[Start of Attachment]

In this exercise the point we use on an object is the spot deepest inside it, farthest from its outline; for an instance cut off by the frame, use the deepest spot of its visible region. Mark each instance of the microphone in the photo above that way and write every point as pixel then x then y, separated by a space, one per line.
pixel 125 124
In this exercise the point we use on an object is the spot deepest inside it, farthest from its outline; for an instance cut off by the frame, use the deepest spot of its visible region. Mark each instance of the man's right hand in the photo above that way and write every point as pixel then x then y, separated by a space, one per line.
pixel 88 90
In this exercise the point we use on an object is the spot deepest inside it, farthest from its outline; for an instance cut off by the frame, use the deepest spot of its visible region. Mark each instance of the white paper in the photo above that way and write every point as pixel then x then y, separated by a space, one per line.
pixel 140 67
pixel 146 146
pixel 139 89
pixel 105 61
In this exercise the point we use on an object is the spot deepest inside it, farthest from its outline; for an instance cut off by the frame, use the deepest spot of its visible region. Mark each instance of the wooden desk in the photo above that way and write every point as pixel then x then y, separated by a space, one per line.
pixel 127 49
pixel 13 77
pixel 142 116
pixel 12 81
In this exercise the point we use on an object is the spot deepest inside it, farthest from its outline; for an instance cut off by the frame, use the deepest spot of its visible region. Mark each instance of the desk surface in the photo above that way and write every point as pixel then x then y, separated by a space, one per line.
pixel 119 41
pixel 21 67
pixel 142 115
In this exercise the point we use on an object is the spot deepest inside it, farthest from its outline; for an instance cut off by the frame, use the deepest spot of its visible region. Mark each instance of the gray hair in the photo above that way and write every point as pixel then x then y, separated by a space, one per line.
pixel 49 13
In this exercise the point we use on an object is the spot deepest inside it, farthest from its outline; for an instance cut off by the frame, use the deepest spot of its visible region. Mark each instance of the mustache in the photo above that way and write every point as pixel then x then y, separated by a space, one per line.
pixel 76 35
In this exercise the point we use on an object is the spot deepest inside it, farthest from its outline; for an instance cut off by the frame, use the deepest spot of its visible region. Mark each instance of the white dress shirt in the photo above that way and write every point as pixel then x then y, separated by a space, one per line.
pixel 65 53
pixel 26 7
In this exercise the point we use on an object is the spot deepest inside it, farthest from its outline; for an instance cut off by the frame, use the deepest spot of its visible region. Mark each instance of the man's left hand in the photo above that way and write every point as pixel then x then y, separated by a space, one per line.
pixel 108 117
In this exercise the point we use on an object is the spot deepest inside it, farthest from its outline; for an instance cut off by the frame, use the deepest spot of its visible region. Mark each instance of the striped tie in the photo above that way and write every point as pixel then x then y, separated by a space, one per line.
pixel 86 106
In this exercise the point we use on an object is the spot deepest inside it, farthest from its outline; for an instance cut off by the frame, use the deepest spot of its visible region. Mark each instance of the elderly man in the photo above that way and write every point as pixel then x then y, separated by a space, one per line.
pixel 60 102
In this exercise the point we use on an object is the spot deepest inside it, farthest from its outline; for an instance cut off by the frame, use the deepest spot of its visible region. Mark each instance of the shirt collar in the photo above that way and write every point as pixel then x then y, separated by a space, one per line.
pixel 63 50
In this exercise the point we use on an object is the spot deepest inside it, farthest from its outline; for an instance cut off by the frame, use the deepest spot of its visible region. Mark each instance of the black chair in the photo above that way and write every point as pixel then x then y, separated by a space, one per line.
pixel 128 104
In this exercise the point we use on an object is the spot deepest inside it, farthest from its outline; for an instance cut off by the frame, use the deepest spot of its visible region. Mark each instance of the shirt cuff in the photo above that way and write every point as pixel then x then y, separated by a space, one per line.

[End of Attachment]

Problem
Nothing but the lines from the one containing "of the elderly" through the last line of the listing should be output, each exactly as written.

Answer box
In this exercise the point we use on an object is the spot deepest inside it, farthest from its outline; for an instance cut off by the frame, use the deepest spot of its visible region. Mark each instance of the elderly man in the photo above that way and write every point as pixel then x then y, separated by a space, one per line.
pixel 60 102
In this exercise the point we use on an object is the spot deepest inside it, farthest from its outline; for an instance cut off by the frame, use the deepest spot of its visible region. Mark each instance of the shirt collar in the photo above that way and write every point as pixel then x then y, separated by a space, one per line.
pixel 63 50
In this exercise the point we use on an object is the spot deepest inside it, farthest from its outline; for an instance cut off by the frame, use the deepest spot of its visible region. Mark each instance of the black chair in the photo above that way and write every point as pixel then x then y, separated by a space, one per line.
pixel 128 104
In this exercise the point we use on an object is the spot deepest inside it, farthest from its outline; for an instance cut off by the frame, use the deepest spot of its visible region. Mark each instance of the shirt cuff in the photo above that way and write every point as pixel then x then y, separated by a space, one per line.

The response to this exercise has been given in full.